*** Opening of RECORDS SHOWN ***

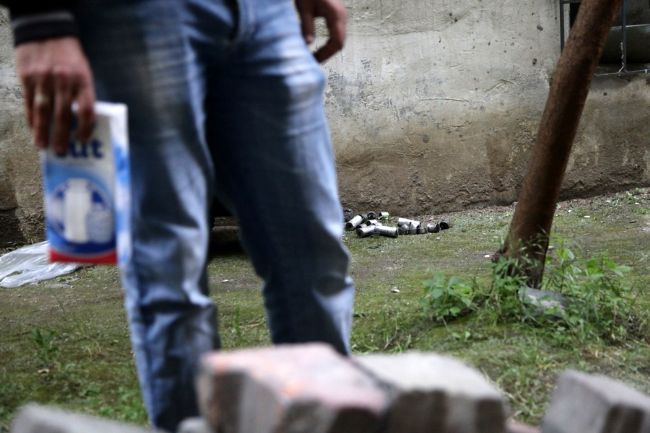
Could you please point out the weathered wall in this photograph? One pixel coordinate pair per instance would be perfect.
(434, 106)
(20, 197)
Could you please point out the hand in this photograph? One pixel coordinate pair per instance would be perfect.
(55, 73)
(336, 19)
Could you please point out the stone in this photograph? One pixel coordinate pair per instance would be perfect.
(291, 388)
(433, 393)
(195, 425)
(42, 419)
(596, 404)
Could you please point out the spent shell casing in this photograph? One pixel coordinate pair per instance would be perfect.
(365, 231)
(354, 222)
(401, 221)
(391, 232)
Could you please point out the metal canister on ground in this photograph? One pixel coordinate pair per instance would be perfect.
(354, 222)
(391, 232)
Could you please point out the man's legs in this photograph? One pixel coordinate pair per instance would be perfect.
(274, 162)
(140, 56)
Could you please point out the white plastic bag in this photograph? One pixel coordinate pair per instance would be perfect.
(30, 264)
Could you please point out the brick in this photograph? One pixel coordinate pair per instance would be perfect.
(432, 393)
(42, 419)
(294, 389)
(195, 425)
(596, 404)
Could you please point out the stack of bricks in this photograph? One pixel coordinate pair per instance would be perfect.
(311, 389)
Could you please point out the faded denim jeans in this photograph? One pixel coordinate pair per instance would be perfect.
(224, 100)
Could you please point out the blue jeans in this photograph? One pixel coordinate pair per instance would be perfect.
(224, 99)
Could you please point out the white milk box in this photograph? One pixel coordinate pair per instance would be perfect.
(87, 192)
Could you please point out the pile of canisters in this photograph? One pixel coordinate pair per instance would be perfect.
(371, 223)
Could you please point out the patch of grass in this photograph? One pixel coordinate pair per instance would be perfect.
(73, 329)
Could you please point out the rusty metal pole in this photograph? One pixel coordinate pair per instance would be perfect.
(533, 217)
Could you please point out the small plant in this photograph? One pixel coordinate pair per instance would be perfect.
(447, 298)
(46, 345)
(502, 300)
(596, 302)
(599, 302)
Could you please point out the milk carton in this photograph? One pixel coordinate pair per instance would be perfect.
(87, 193)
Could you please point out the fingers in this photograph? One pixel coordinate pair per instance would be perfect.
(85, 111)
(55, 74)
(306, 12)
(63, 93)
(42, 111)
(336, 19)
(28, 98)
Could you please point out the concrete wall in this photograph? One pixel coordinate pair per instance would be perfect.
(20, 196)
(434, 106)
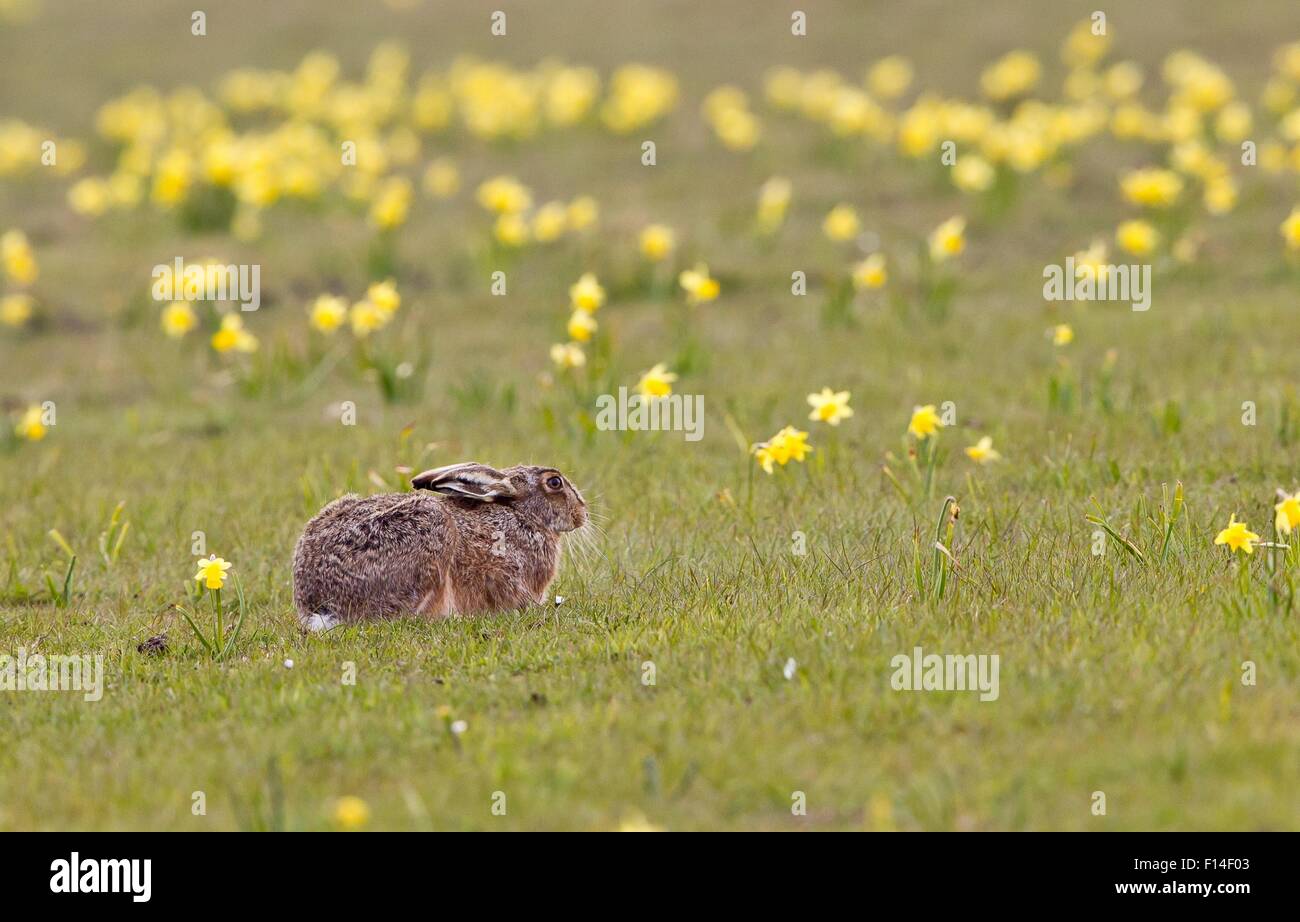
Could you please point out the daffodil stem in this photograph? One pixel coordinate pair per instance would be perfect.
(220, 632)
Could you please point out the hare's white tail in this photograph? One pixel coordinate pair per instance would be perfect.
(320, 620)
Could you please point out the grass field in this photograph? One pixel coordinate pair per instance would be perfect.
(1121, 671)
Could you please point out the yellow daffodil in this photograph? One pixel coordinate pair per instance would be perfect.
(328, 312)
(1291, 229)
(178, 319)
(505, 195)
(31, 427)
(212, 572)
(830, 406)
(568, 355)
(871, 272)
(948, 239)
(1013, 74)
(16, 310)
(698, 285)
(20, 262)
(1236, 536)
(788, 445)
(350, 813)
(581, 327)
(657, 381)
(924, 421)
(658, 242)
(973, 173)
(1152, 187)
(983, 451)
(586, 294)
(1288, 513)
(233, 337)
(841, 224)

*** Close of RECORDS SHOWN ***

Set all of the records down once more, letter for letter, with the images removed.

WRITTEN SOLUTION
Could you please point out the weathered wall in this photograph? One pixel coordinate pair per instance would be perfect.
(434, 106)
(20, 197)
Could you please point out the hand in this photograph? One pixel coordinate pair per instance would be perfect.
(55, 73)
(336, 19)
Could you please point out the stone in this photograph? One pixel coordinate pair per instance would be perfect.
(291, 388)
(433, 393)
(195, 425)
(42, 419)
(596, 404)
Could you please point out the spent shell casing in this photograph? One pixel coordinate pair per instance would be perfect.
(365, 231)
(354, 222)
(401, 221)
(391, 232)
Could you please point out the metal canister on ground in this photograph? One pixel coordinate pair per instance would be perfect.
(354, 222)
(391, 232)
Could you please point out the man's legs in this photograph? One pixel coordinate pair per instance would be perfect.
(274, 162)
(140, 56)
Could you please point out the white plastic bag in this photograph? One pixel coordinate pair per instance would be perfect.
(30, 264)
Could you please point out the brick in this photograph? One pixel coordinate pair per instance would be perfect.
(432, 393)
(42, 419)
(294, 389)
(195, 425)
(596, 404)
Could you please point out the stack of bricks in this photograph? One pixel coordinate pair per instance would be perfect.
(311, 389)
Could you please point out the faded denim jeans in this photograph? One pixel coordinate pair per instance would be perfect.
(224, 100)
Could you please point out the blue jeans in this photograph? One pixel coordinate pair per instance would be perfect.
(224, 99)
Could you please point out the white milk box in this photograph? One pixel coordinate pair per instance would be perfect.
(87, 192)
Could you please point out the pile of canisters in this photograph? One pixel coordinate pair per instance would be perfect.
(371, 223)
Could you please point out the patch of grass in this photograph? One pixel coordinate pair per instance would be perfect.
(73, 329)
Could you please point out the rusty metal pole in this photograph? One pixel coordinate pair per instance would be perfect.
(533, 217)
Could you please point out the small plant in this photograph? One pixel coordinate pair per instance would be perfect.
(447, 298)
(46, 345)
(502, 300)
(596, 302)
(599, 302)
Could you please point out the milk carton in this photograph? One pixel coordinate pair per instance would be perfect.
(87, 193)
Could you please point out the fingers in this photograph? One pixel coordinate pair per instance would be perfect.
(85, 111)
(55, 74)
(306, 12)
(63, 93)
(42, 111)
(336, 19)
(28, 98)
Could you please point out the concrete wall in this photograph? One pixel coordinate pair per instance would be perfect.
(20, 196)
(434, 106)
Could you please point out the daffodil stem in this photograph? One pixel coordinate pair per instance would be perfect.
(220, 632)
Could you please point out the hare's white tail in this photograph? One pixel coordinate pair per instance would be perfect.
(320, 620)
Could you please point out the grass field in this photograph? One pixel coordinate pair per instance would be perfect.
(1121, 671)
Could you please point out the yellow daffodil in this photograph? One pixel coordinate pair per instance would be perfect.
(328, 312)
(1291, 229)
(178, 319)
(505, 195)
(31, 427)
(212, 572)
(830, 406)
(568, 355)
(871, 272)
(948, 239)
(1013, 74)
(16, 310)
(698, 285)
(20, 262)
(1236, 536)
(788, 445)
(350, 813)
(581, 327)
(657, 381)
(924, 421)
(658, 242)
(973, 173)
(1152, 187)
(983, 451)
(586, 294)
(1288, 513)
(233, 337)
(841, 224)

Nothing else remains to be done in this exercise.